::: Data :::

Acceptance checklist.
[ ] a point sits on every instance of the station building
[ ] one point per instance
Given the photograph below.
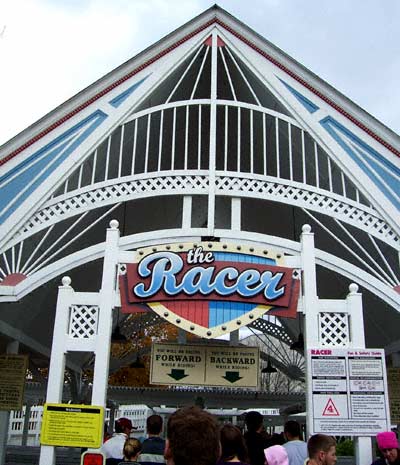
(214, 137)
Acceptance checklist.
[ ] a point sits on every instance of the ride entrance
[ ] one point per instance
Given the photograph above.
(212, 158)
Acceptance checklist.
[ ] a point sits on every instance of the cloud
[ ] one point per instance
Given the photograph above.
(52, 49)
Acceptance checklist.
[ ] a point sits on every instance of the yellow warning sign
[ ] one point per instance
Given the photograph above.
(393, 377)
(71, 425)
(12, 381)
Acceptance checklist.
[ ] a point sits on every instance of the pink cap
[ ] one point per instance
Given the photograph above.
(387, 440)
(276, 455)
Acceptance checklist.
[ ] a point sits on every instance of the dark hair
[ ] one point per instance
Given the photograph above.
(193, 435)
(253, 420)
(293, 428)
(154, 424)
(232, 443)
(319, 442)
(132, 447)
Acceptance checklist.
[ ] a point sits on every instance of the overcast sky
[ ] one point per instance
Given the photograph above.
(52, 49)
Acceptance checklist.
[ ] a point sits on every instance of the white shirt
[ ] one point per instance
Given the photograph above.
(114, 447)
(297, 451)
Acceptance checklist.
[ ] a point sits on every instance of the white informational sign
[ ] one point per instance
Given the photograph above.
(347, 391)
(204, 365)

:::

Exercise prompt - Only the pictures are to be dropped; return everything else in the listing exactly.

Problem solution -
Acceptance checklist.
[ ] a point sits on every instance of the station building
[ ] one point per instance
Given the photograph below.
(214, 137)
Acceptance checklist.
[ ] a point sits on every instance of the ride entrance
[ ] one point per instance
Given the photograph above.
(212, 158)
Acceptance checklist.
[ ] a point sits on every instance of the cloud
[ ] one point per instance
Given the photograph above.
(52, 49)
Acceptance checklist.
[ ] a point sits on every instance of the yellow warning sign
[ ] one point per instance
Given the photograph above.
(393, 377)
(71, 425)
(12, 381)
Acceptance checklist.
[ ] a point sits on every instance of the pink cap
[ ] one point per instance
Given the photograph above.
(387, 440)
(276, 455)
Acceptance checklist.
[ ] a point sits on every instance of the dark hair
[ ] one point per instance
Given the photograph above.
(193, 435)
(253, 420)
(293, 428)
(154, 424)
(232, 443)
(319, 442)
(132, 447)
Acceptance checklist.
[ ] a point sits on every instance of the overcast sky
[ ] one point per instance
Given the photograph above.
(52, 49)
Acceptance checklist.
[ ] a point sits on every instance of the white shirt
[ ] one point per instance
Given the photograph above.
(114, 447)
(297, 451)
Acceptance checklist.
[ ] a point sits on every instance of the white informational sign
[ ] one point per instance
Given the photograph above.
(347, 391)
(204, 365)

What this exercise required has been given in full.